→ **GIVEN ENTRIES**:
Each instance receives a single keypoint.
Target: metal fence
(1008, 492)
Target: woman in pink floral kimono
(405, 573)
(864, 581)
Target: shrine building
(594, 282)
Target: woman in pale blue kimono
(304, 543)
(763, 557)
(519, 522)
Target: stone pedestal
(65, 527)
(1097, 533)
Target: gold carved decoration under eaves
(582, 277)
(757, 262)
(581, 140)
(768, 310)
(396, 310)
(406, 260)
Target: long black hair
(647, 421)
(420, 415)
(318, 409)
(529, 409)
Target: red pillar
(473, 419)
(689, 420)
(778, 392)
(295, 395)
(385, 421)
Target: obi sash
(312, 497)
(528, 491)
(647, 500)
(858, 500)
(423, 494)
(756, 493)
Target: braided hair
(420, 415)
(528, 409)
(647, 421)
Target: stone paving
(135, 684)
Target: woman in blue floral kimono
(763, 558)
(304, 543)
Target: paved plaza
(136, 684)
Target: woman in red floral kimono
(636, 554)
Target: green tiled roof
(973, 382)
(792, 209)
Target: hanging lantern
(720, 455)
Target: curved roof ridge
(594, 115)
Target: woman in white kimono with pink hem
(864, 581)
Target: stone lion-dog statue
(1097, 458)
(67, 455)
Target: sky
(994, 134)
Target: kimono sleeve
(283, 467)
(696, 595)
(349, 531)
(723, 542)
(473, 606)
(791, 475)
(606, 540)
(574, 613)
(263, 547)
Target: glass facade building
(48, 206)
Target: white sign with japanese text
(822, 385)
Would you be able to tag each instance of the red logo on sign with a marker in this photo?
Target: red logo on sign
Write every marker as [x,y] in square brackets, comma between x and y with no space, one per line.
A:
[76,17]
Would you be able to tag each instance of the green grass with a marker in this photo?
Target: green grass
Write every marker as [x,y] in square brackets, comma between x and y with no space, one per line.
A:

→ **EXERCISE DIRECTIONS**:
Rename "kimono" to "robe" wherever it occurs in the data above, and reproduce the data with no other changes.

→ **EXERCISE OUTPUT**:
Each instance receives a single keypoint.
Target: metal fence
(1008, 492)
Target: woman in pink floral robe
(405, 573)
(864, 581)
Target: shrine building
(594, 282)
Target: woman in pale blue robe
(304, 543)
(763, 557)
(519, 522)
Target: stone pedestal
(65, 527)
(1097, 533)
Target: gold carved decoration under eaves
(582, 277)
(757, 262)
(581, 140)
(768, 310)
(396, 310)
(406, 260)
Target: long black hair
(647, 421)
(420, 415)
(318, 409)
(529, 409)
Target: red pillar
(473, 419)
(689, 420)
(778, 392)
(295, 395)
(385, 421)
Target: obi sash
(312, 497)
(528, 491)
(647, 500)
(858, 500)
(423, 494)
(756, 493)
Target: braided hair
(420, 415)
(528, 409)
(647, 421)
Target: stone paving
(135, 684)
Target: woman in blue floral robe
(763, 558)
(304, 543)
Target: paved plaza
(136, 684)
Target: woman in red floral robe
(636, 554)
Target: green tiled roof
(973, 382)
(792, 209)
Target: hanging lantern
(720, 455)
Target: curved roof ridge
(594, 115)
Target: woman in white robe with pink hem
(864, 581)
Target: stone lion-dog statue
(1097, 458)
(67, 455)
Target: sky
(994, 134)
Target: robe sleeve
(283, 467)
(696, 595)
(349, 531)
(723, 542)
(473, 606)
(791, 475)
(606, 540)
(574, 613)
(263, 547)
Target: glass facade building
(48, 206)
Target: white sign with japanese text
(822, 385)
Would you be able to tag each instance of the red logo on sign with a marker in this photo?
Target: red logo on sign
Write every marker as [x,y] in square brackets, comma between x and y with no space, one per line.
A:
[76,17]
Would you be able to tag each instance of the green grass with a marker in this photo?
Target: green grass
Write every marker as [x,y] in square brackets, comma between x and y with no space, one per line.
A:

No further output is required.